:: Texto para leitura ::

Pequenas ponderações sobre a escola e a cultura escolar
Por Chico Braun
Nessa semana, vou tentar elaborar algumas idéias sobre a escola, tentando responder na medida do possível algumas questões que ponderamos na semana anterior. O que pretendo considerar no texto de hoje são pequenos pontos que fizeram a escola moderna emergir, juntamente com um conjunto de saberes que forjaram um conhecimento naturalizado nos últimos três séculos.
A escola até o século XVIII era muito diferente do conhecemos hoje, as escolas medievais não eram um lugar propriamente do aprendizado e da disciplina, nem da divisão de séries e faixa etária. As escolas se destinavam aos nobres que iriam se dedicar ao clero, (a vida sacerdotal) e poderíamos encontrar crianças de 8 ou 9 anos estudando juntamente com jovens de 15 ou 21 anos, o único critério era a vontade de aprender.
O corre que o século XVIII, fez emergir um discurso baseado em saberes que tornaram possível uma ordenação das coisas, através da classificação, da mensuração e da sujeição das coisas. As coisas podem ser entendidas, como todos os seres possíveis de análise através da razão, a racionalidade emergente no Iluminismo (ou Ilustração) criou um mundo onde tornou-se possível classificar e ordenar as coisas (o mundo) através da razão, isso é perceptível em Descartes (com o discurso do método) e Kant (com o sujeito da ilustração).

:::
:: Dados fornecidos ::

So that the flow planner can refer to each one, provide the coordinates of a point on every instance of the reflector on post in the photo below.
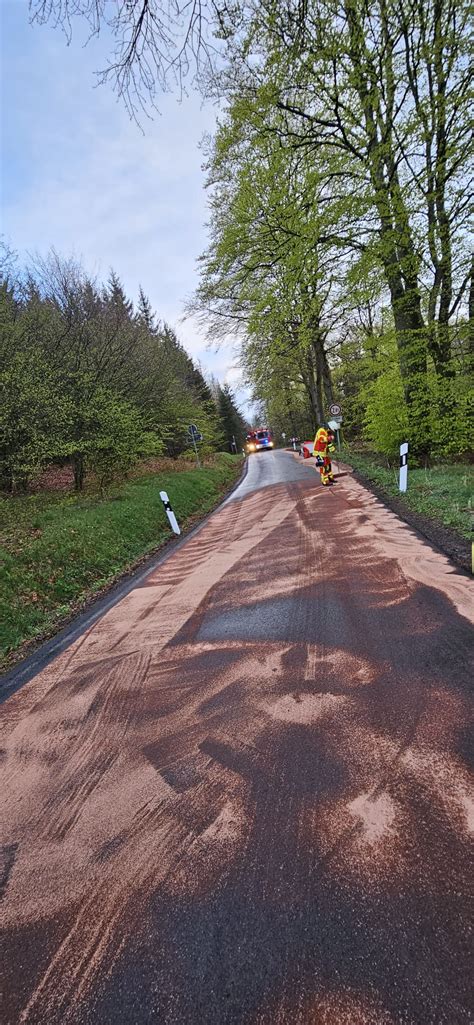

:::

- [Objetivo]: Extraia, sem alterar nada, o trecho do texto sobre a escola que vai de "O corre que" a "sujeito da ilustração).".

- [Solução]:
O corre que o século XVIII, fez emergir um discurso baseado em saberes que tornaram possível uma ordenação das coisas, através da classificação, da mensuração e da sujeição das coisas. As coisas podem ser entendidas, como todos os seres possíveis de análise através da razão, a racionalidade emergente no Iluminismo (ou Ilustração) criou um mundo onde tornou-se possível classificar e ordenar as coisas (o mundo) através da razão, isso é perceptível em Descartes (com o discurso do método) e Kant (com o sujeito da ilustração).